### ASSIGNED TASK 1
In the text on RNA editing, what would intrinsically produce a symmetric SNV profile?
### ASSIGNED TASK 2
Please extend the text on RNA editing beyond its last sentence.

### TEXT SHOWN
* * *

From another aspect, even one acknowledges the statement of [24], it is irrefutable that the existence of true-positive sites does not “forgive” the large number of false-positive sites in the SNV profile [25]. The reason is every clear: readers would presume that the A-to-G variations shown in the paper are all A-to-I editing sites instead of thinking that “Oh, the A-to-G variations may have 50% false-positive rates by default…”.
Stage4: The Logic Problem and the Golden Standard
Since the response by Di Giorgio et al. group [24] was unsatisfactory, it incurred new criticisms. [9] asked an ultimate question: if the symmetric SNV profile shown by [8] could be regarded as evidence for RNA editing, then (1) what will be the golden standard for RNA editing detection? (2) Why should others try so hard to filter out false-positive sites in order to enrich a particular type of mutation like A to G?
The logic is, the symmetric SNV profile could be obtained “by default” (without any additional efforts in bioinformatics), because the polymerase errors (including sequencing errors plus replication errors) would intrinsically produce a symmetric SNV profile. Only RNA editing is able to increase the number of a particular type of SNV (A to G or C to T), leading to an asymmetric SNV profile where the true-positive rates equals the enrichment of the target mutation type. Providing a symmetric SNV profile almost proves nothing.

* * *

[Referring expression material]

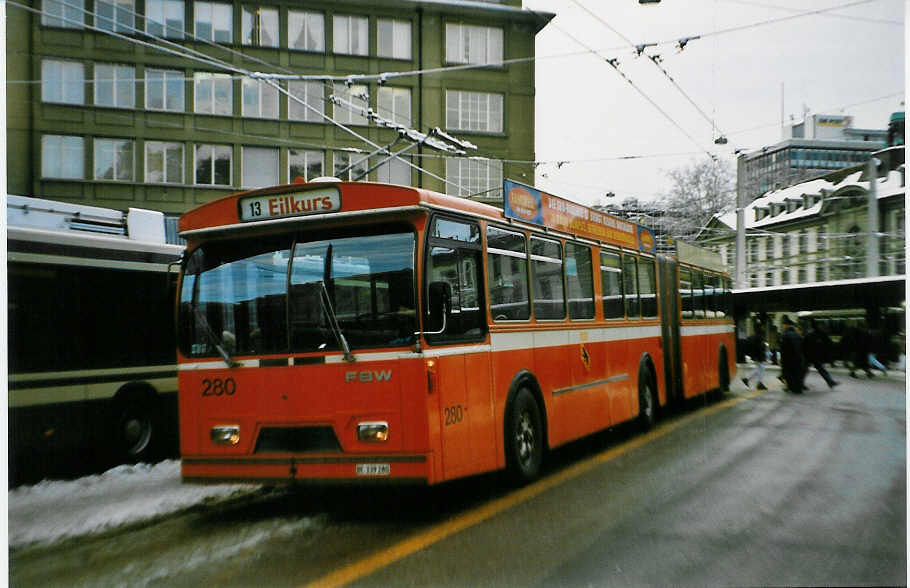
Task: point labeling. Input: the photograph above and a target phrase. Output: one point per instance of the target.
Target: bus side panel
(507, 364)
(550, 366)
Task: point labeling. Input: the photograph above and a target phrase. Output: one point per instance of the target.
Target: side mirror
(439, 304)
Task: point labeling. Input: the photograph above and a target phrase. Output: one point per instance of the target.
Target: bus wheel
(135, 428)
(647, 406)
(524, 437)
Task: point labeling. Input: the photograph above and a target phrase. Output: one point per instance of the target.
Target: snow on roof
(819, 188)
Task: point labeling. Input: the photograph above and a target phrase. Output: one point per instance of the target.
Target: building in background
(816, 230)
(150, 103)
(819, 144)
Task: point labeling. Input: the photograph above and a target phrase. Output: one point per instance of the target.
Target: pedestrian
(816, 346)
(875, 339)
(773, 342)
(855, 344)
(791, 356)
(755, 348)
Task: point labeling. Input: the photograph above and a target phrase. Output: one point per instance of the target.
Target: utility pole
(872, 251)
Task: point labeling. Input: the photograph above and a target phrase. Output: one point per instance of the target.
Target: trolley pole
(872, 250)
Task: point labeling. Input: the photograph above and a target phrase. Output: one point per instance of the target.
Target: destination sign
(530, 205)
(317, 201)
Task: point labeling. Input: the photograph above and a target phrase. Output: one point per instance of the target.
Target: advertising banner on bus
(531, 205)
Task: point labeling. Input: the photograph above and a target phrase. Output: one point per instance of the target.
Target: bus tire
(723, 373)
(524, 437)
(647, 399)
(137, 429)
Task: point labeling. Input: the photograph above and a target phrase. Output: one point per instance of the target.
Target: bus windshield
(278, 295)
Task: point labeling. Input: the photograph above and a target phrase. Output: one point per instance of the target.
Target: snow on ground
(53, 510)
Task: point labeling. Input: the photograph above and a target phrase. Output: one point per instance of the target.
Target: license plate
(373, 469)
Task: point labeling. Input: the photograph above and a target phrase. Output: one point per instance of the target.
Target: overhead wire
(223, 65)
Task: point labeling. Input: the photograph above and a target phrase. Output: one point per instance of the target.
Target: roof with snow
(807, 199)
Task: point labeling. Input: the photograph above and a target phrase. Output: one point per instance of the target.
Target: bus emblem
(368, 376)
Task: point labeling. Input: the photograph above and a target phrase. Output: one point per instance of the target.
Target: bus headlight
(373, 431)
(225, 434)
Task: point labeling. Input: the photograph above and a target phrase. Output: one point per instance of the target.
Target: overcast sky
(848, 61)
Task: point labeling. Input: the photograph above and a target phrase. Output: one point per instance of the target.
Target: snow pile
(55, 510)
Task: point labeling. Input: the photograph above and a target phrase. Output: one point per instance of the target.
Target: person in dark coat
(791, 356)
(816, 346)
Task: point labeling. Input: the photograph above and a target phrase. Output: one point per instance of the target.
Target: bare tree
(699, 190)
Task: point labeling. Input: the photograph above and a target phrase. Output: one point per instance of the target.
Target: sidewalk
(839, 372)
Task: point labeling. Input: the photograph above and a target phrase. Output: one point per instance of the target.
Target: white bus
(92, 371)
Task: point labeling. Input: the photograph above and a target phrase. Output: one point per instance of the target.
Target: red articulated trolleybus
(336, 331)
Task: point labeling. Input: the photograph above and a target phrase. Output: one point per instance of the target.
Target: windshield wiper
(327, 306)
(333, 323)
(213, 338)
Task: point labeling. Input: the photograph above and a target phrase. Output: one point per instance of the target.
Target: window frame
(167, 31)
(213, 146)
(349, 20)
(99, 144)
(165, 82)
(117, 70)
(60, 157)
(164, 155)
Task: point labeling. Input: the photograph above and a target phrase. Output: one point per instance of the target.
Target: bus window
(459, 265)
(580, 281)
(611, 284)
(647, 287)
(370, 284)
(456, 231)
(698, 294)
(630, 283)
(234, 296)
(685, 292)
(508, 266)
(546, 269)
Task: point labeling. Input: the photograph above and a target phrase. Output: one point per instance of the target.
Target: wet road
(758, 489)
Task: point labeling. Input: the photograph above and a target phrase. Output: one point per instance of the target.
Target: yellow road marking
(424, 539)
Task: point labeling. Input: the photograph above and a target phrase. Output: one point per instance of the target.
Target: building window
(115, 15)
(351, 104)
(260, 99)
(473, 44)
(114, 160)
(62, 81)
(165, 18)
(473, 111)
(395, 104)
(114, 85)
(473, 177)
(259, 26)
(306, 31)
(213, 94)
(350, 167)
(164, 90)
(63, 13)
(393, 38)
(305, 164)
(214, 22)
(163, 162)
(350, 35)
(260, 167)
(394, 171)
(62, 157)
(213, 165)
(312, 94)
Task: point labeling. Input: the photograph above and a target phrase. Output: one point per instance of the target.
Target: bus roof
(323, 200)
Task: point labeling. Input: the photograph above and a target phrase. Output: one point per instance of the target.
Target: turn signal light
(225, 434)
(373, 431)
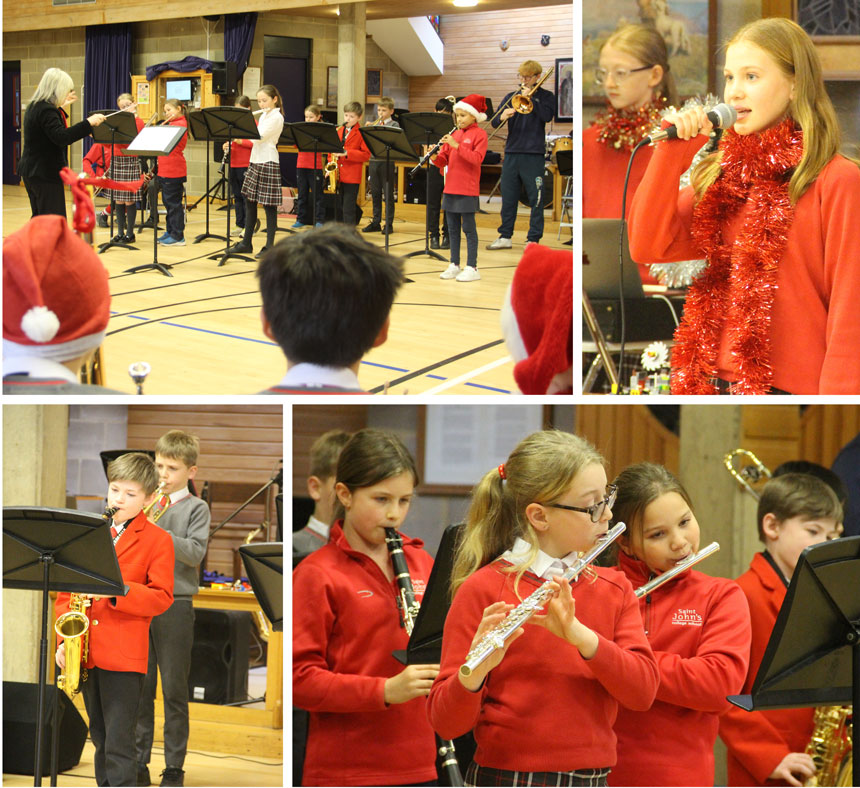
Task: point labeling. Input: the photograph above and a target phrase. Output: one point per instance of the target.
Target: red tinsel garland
(623, 130)
(735, 292)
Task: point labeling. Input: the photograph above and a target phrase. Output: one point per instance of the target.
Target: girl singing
(368, 719)
(698, 628)
(773, 211)
(528, 521)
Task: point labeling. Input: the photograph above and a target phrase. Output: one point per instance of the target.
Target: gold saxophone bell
(747, 475)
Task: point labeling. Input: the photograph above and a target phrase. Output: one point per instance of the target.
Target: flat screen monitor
(180, 89)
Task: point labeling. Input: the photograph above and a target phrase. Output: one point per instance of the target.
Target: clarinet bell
(138, 372)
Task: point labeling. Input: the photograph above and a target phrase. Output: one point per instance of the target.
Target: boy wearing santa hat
(56, 306)
(463, 151)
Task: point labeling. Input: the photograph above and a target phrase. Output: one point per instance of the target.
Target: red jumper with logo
(699, 629)
(346, 624)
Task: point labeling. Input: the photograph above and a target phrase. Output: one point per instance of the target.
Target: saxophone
(409, 607)
(74, 627)
(830, 746)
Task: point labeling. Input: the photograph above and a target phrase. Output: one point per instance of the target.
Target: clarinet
(409, 610)
(496, 637)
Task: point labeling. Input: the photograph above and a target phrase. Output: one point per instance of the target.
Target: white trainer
(468, 274)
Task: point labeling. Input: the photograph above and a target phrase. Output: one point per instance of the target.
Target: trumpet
(683, 566)
(748, 475)
(496, 637)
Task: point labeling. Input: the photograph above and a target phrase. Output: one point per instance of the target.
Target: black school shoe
(172, 775)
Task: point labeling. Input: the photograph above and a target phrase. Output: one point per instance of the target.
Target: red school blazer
(119, 626)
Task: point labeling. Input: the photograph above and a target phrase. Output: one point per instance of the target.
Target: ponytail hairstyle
(637, 486)
(649, 48)
(540, 469)
(794, 53)
(272, 92)
(179, 105)
(369, 457)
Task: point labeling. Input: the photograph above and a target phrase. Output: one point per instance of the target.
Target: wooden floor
(200, 330)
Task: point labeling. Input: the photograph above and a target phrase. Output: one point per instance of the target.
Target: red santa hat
(537, 320)
(475, 105)
(56, 301)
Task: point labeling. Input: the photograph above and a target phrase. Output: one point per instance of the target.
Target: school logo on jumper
(687, 617)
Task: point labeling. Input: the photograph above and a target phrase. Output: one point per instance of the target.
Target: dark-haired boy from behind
(796, 511)
(185, 518)
(119, 626)
(327, 297)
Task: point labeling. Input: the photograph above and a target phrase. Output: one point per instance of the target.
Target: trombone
(747, 475)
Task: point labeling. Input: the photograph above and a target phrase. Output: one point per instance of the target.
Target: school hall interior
(235, 684)
(200, 327)
(694, 442)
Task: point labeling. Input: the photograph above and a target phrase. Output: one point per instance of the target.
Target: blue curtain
(238, 38)
(107, 68)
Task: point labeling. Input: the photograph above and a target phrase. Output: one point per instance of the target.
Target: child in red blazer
(463, 151)
(119, 626)
(795, 511)
(698, 628)
(368, 717)
(350, 163)
(529, 520)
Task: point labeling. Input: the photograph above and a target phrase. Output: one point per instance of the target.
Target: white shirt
(270, 126)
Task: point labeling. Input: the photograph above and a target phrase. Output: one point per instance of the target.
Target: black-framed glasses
(620, 74)
(594, 511)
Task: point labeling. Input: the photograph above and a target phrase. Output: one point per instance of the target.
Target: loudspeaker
(224, 77)
(219, 656)
(20, 708)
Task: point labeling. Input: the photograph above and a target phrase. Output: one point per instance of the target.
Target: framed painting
(687, 26)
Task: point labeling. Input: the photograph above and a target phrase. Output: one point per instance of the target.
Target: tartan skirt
(124, 168)
(263, 183)
(485, 775)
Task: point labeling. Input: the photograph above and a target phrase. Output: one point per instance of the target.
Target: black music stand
(118, 128)
(155, 141)
(47, 550)
(390, 144)
(226, 124)
(264, 564)
(317, 138)
(198, 127)
(813, 655)
(426, 128)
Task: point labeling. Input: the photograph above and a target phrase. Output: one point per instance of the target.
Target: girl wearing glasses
(587, 655)
(634, 74)
(698, 628)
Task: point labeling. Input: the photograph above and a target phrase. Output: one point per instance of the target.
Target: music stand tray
(264, 564)
(47, 550)
(813, 655)
(118, 128)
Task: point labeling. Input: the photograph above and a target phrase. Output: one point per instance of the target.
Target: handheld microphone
(722, 116)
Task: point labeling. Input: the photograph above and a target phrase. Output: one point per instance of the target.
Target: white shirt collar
(544, 566)
(315, 376)
(37, 367)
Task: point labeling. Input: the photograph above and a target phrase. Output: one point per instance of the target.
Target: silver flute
(496, 637)
(677, 569)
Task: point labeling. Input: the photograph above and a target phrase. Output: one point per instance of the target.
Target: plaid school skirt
(484, 775)
(124, 168)
(263, 183)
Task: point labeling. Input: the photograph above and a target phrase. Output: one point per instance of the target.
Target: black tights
(251, 220)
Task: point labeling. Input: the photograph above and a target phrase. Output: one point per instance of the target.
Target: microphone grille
(726, 114)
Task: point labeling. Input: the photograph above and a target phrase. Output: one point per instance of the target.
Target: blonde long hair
(649, 47)
(794, 53)
(540, 469)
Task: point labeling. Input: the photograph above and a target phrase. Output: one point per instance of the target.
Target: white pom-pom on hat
(40, 324)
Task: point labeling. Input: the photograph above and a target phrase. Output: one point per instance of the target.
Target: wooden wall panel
(240, 446)
(474, 62)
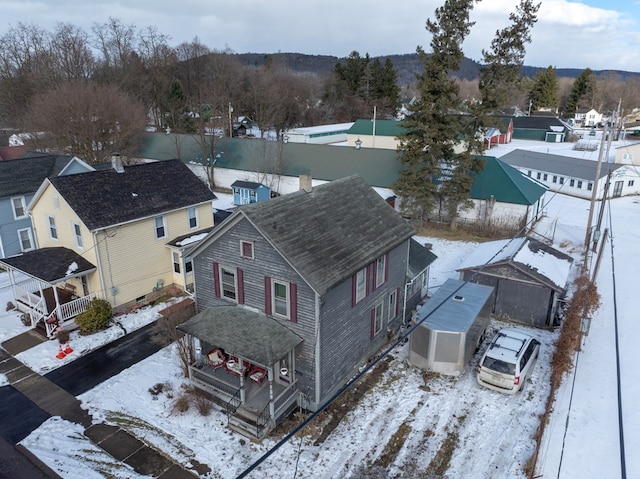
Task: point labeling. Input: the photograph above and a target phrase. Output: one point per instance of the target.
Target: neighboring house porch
(47, 295)
(246, 362)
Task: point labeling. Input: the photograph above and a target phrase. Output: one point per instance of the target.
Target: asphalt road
(90, 370)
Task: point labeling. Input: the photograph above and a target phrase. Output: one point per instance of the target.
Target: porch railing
(263, 420)
(75, 307)
(233, 403)
(284, 399)
(210, 382)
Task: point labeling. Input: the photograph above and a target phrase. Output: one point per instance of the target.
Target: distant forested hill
(406, 66)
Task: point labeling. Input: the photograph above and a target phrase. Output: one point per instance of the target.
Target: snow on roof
(191, 239)
(546, 263)
(492, 252)
(555, 267)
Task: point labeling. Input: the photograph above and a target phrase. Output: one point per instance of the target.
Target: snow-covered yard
(404, 423)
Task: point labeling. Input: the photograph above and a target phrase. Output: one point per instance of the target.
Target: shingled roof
(25, 175)
(50, 264)
(106, 198)
(328, 234)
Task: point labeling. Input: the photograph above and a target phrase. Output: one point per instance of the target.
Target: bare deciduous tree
(86, 120)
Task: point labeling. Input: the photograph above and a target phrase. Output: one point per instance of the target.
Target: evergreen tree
(502, 63)
(581, 93)
(545, 90)
(439, 145)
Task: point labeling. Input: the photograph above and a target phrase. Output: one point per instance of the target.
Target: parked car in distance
(508, 361)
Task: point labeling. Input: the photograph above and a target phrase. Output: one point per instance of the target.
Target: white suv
(508, 361)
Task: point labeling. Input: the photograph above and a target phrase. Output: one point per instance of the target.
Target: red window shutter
(293, 292)
(373, 323)
(267, 295)
(386, 267)
(354, 285)
(240, 278)
(375, 276)
(216, 279)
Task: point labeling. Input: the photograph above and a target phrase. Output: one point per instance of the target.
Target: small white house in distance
(451, 325)
(320, 135)
(628, 154)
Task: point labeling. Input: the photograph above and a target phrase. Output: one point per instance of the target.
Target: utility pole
(594, 194)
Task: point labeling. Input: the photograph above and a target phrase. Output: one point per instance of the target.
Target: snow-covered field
(489, 432)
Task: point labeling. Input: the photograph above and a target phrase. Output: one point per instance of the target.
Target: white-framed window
(161, 226)
(280, 298)
(53, 231)
(77, 235)
(381, 270)
(228, 283)
(192, 213)
(246, 249)
(360, 285)
(393, 304)
(376, 319)
(26, 239)
(176, 261)
(19, 207)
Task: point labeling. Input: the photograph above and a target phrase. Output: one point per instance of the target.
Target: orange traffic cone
(61, 353)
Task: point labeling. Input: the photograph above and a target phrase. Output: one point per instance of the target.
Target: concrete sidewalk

* * *

### EXERCISE RESPONSE 1
Polymerase errors, including sequencing errors plus replication errors.

### EXERCISE RESPONSE 2
Despite the intensive criticism by [9], they did not propose an alternative methodology to improve the RNA editing detection pipeline. Given the nearly random results shown by [8], it remains unclear are there any other highly reliable data suggesting the RNA-editing origin of the mutations in SARS-CoV-2.
Stage5: It Turns Out To Be C-to-U RNA Editing that Fuels SARS-CoV-2 Evolution
Although the [8] paper was imperfect in many aspects, none of the critical papers have raised any convincing enough evidence to show that RNA editing fuels the evolution of SARS-CoV-2. Researchers were willing to believe that RNA editing events exist in the SARS-CoV-2 transcriptome but the non-optimal SNV profile [8] is always an obstacle that prevents the scientists from reaching a solid conclusion.
Several recent papers finally ended this debate [26, 27] by providing compelling evidence and explanations. The common point of these recent papers is, they used the millions of world-wide SARS-CoV-2 sequences from GISAID [28] instead of using the intra-host transcriptome data. The polymorphic sites in global SARS-CoV-2 population exhibited a striking peak towards C to T, representing C-to-U RNA editing [26]. As previously introduced/discussed about the commonly accepted criteria of RNA editing detection, this strongly asymmetric mutation profile could only be explained by the rampant C-to-U RNA editing. No alternative theories could explain such abundant/excessive C-to-T mutation sites.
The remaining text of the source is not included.